- _Problem to work on_: Starting at the line that contains "Every instance of the electrical", copy each line through the end of the listing below. Include both ends and output nothing more.
========================================
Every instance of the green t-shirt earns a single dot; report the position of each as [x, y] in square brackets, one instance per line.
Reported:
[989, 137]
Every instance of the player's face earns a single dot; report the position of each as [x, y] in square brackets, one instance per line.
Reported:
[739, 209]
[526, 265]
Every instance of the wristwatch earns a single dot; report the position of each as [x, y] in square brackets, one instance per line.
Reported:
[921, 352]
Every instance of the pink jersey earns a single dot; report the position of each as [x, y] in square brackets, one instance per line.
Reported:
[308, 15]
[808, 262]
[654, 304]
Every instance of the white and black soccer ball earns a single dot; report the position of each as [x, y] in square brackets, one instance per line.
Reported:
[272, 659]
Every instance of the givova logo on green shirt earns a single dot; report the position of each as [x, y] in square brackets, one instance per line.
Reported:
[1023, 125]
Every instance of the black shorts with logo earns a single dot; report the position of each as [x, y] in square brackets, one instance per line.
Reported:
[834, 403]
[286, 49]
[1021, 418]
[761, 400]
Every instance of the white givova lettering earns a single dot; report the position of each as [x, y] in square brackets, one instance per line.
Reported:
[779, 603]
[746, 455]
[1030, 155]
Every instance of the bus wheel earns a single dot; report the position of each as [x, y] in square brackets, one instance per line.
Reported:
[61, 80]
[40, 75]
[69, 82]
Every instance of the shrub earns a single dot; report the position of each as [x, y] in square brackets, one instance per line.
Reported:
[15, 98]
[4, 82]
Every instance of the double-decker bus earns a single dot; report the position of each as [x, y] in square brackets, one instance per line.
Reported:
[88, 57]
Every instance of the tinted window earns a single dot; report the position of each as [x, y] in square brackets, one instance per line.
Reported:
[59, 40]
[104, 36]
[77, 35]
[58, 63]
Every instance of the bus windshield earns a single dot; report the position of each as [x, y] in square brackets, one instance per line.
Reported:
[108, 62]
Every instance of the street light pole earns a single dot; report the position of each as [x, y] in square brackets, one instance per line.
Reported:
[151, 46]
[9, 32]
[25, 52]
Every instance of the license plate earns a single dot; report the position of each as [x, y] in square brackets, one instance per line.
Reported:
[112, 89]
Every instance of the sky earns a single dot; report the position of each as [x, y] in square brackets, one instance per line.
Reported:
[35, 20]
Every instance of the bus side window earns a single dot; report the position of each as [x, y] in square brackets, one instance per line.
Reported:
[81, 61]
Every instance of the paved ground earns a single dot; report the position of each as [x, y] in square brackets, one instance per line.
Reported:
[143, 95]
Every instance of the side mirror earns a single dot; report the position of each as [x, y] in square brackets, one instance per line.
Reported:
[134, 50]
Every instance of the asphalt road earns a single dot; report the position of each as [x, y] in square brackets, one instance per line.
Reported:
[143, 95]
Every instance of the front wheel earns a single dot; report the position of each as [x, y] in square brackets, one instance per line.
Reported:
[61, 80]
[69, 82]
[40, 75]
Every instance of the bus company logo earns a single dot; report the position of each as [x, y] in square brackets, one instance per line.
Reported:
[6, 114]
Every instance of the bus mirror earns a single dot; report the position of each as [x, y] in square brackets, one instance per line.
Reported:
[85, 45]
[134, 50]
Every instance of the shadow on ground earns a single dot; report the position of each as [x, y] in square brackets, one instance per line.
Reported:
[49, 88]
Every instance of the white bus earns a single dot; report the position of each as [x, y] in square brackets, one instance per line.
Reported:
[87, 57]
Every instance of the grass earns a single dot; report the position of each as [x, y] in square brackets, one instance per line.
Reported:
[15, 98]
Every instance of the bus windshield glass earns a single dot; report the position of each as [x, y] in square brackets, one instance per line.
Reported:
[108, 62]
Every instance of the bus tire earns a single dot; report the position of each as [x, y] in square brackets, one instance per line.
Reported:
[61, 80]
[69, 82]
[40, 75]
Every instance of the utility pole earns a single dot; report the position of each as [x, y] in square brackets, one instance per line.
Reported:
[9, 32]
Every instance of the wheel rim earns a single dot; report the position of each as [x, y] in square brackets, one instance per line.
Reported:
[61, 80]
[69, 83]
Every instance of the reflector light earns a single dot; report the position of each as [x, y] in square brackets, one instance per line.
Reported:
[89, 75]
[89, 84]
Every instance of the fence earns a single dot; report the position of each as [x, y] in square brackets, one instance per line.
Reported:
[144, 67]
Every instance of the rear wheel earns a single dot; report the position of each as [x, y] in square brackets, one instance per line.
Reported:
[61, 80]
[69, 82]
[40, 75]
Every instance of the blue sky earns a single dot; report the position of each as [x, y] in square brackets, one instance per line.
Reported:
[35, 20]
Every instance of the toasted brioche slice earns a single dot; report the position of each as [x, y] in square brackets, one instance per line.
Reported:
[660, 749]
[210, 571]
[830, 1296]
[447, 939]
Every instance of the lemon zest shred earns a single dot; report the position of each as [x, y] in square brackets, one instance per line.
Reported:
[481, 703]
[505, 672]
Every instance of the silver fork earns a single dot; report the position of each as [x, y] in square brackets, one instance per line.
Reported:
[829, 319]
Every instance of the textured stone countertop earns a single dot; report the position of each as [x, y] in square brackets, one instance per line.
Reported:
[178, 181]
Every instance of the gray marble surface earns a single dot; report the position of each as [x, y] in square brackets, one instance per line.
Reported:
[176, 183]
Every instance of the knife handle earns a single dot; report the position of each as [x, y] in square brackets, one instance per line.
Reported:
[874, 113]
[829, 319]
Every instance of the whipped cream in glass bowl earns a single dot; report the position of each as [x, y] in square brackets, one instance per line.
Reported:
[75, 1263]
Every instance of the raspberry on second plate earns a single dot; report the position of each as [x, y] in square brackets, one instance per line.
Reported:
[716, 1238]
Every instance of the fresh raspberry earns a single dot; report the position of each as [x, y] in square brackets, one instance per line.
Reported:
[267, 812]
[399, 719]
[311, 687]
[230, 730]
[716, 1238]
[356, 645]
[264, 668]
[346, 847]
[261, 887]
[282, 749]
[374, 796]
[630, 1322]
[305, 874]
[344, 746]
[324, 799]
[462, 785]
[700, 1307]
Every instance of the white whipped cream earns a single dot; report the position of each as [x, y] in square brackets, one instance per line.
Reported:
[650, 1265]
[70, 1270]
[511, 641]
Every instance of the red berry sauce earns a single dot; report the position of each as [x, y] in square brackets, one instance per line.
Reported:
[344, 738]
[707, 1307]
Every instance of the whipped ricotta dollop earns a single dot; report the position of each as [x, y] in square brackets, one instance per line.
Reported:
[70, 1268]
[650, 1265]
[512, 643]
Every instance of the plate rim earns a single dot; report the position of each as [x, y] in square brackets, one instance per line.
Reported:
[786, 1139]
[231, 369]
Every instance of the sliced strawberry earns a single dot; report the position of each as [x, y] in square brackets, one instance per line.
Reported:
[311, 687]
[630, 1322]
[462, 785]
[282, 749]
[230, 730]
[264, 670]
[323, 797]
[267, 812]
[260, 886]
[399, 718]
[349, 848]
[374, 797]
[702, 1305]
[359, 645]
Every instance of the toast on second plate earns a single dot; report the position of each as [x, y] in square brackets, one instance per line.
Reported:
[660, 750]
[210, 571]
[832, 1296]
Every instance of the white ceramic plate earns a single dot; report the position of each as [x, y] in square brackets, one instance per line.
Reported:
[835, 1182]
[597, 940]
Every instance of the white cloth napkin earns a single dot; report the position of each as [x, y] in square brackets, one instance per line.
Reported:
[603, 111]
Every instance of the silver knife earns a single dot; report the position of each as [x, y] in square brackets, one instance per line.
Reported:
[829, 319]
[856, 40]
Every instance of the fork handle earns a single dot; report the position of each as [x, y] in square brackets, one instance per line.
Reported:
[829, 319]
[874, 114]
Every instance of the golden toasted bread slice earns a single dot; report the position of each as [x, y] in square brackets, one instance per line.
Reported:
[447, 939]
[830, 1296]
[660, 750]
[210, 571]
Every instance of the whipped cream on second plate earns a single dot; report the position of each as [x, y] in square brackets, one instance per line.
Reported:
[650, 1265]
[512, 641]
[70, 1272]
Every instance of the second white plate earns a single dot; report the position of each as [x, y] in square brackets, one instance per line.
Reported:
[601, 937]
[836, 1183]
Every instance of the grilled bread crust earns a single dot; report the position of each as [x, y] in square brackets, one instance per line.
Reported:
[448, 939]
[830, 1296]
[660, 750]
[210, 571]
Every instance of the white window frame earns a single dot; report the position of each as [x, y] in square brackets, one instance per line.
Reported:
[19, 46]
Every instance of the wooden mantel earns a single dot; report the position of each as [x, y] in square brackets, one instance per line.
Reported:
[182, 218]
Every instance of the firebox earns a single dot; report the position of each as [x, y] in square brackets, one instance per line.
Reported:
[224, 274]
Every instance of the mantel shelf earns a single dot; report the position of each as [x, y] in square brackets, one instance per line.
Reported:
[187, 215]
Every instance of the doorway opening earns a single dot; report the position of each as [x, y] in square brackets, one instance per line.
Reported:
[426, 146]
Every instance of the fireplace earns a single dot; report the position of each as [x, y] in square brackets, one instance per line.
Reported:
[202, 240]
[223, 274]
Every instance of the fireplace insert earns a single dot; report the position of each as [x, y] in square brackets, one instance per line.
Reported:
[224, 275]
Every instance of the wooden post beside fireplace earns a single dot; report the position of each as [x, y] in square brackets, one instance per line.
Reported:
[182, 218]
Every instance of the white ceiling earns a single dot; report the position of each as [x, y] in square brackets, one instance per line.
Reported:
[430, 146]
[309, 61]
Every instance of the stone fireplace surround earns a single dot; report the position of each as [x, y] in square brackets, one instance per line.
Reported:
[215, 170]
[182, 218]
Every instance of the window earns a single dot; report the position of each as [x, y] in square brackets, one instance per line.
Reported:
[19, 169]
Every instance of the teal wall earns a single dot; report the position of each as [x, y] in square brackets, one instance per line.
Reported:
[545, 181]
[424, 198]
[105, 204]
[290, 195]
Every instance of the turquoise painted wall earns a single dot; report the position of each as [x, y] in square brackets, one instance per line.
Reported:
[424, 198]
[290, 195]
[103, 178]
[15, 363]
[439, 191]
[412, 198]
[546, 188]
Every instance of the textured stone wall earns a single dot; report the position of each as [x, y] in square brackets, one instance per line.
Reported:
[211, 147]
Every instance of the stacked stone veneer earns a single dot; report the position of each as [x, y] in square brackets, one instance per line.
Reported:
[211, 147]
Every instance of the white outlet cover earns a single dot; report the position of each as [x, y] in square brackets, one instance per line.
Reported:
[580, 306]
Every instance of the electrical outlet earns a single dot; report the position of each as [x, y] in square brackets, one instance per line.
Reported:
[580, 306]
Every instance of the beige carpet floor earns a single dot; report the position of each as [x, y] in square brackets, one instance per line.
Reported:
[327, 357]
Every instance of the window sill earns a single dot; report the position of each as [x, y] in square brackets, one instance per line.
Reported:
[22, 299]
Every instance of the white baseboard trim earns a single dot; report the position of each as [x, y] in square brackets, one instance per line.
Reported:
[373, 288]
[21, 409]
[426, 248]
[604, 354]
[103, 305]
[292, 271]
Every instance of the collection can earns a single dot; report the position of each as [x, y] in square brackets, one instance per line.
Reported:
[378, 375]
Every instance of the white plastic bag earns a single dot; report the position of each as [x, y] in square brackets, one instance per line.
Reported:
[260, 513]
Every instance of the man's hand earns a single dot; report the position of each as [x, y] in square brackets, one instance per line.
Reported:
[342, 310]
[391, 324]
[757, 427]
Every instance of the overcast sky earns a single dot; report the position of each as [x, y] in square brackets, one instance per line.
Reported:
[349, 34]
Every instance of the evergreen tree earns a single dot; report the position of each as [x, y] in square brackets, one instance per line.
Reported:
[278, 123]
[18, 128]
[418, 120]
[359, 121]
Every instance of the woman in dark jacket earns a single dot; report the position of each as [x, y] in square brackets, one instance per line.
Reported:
========================================
- _Finished answer_:
Every instance of the electrical outlet earns a single dot; report the position of each as [x, y] in square brackets, one instance per line.
Reported:
[580, 306]
Every instance of the beige carpet floor earns a single dot; report the position of each as [x, y] in square brackets, one instance per line.
Reported:
[327, 357]
Every instance of the window sill earns a single dot; report the position of each as [x, y] in square brackets, one instance per line.
Reported:
[22, 299]
Every instance of the white baseboard trim earns a single dot; report the position of each as [x, y] in square brackets, one instance per line.
Reported:
[373, 288]
[21, 409]
[426, 248]
[604, 354]
[103, 305]
[292, 271]
Every instance of the collection can earns a single dot; report the position of each as [x, y] in square brackets, one instance per line.
Reported:
[378, 375]
Every instance of the white plastic bag earns a single dot; report the position of each as [x, y] in square brackets, one instance per line.
Reported:
[260, 513]
Every instance of the man's hand earns a single dot; report the position of each as [x, y] in square brackets, one instance per line.
Reported:
[342, 310]
[391, 324]
[757, 427]
Every instance of the overcast sky earns a single dot; report the position of each as [x, y] in square brackets, one instance per line.
Reported:
[349, 34]
Every instance of the evergreen tree earns a single dot; report the position of each as [x, y] in square brackets, one instance per line.
Reported:
[278, 123]
[18, 128]
[418, 120]
[359, 121]
Every instance of the woman in dark jacket earns a single dot; report the position of each as [x, y] in square brackets, one instance per line.
Reported:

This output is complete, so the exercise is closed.